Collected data
"""
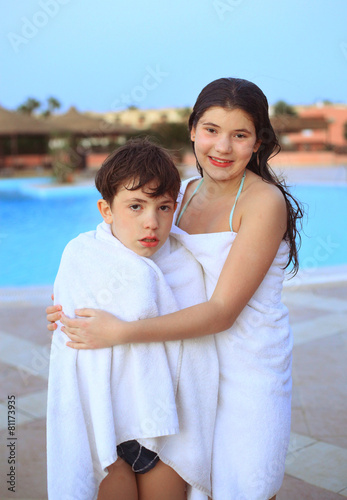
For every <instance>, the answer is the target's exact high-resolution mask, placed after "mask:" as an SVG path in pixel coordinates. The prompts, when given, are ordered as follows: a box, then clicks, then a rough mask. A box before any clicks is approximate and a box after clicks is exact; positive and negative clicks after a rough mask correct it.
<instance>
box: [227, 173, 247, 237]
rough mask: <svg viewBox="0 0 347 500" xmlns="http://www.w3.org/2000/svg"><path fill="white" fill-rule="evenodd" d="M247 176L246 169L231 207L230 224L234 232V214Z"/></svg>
mask: <svg viewBox="0 0 347 500" xmlns="http://www.w3.org/2000/svg"><path fill="white" fill-rule="evenodd" d="M245 178H246V170H245V172H244V174H243V176H242V179H241V183H240V187H239V190H238V192H237V195H236V198H235V202H234V205H233V208H232V209H231V212H230V217H229V226H230V231H231V232H232V233H233V232H234V231H233V215H234V210H235V205H236V202H237V200H238V199H239V196H240V194H241V191H242V188H243V184H244V182H245Z"/></svg>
"""
Task goal =
Transcribe the entries above exactly, from their first line through the line with "box: [227, 173, 247, 237]", and omit all pictures.

Answer section =
For every <instance>, the answer is the target's exact high-resolution mask, placed after "mask:" as an SVG path in pixel coordinates. The prompts, when given, are ordered as follows: a box, then clicks, then a rough mask. A box before any clicks is approximate and a box after clicks is exact; positive and negative clicks after a rough mask correct it.
<instance>
box: [227, 173, 247, 237]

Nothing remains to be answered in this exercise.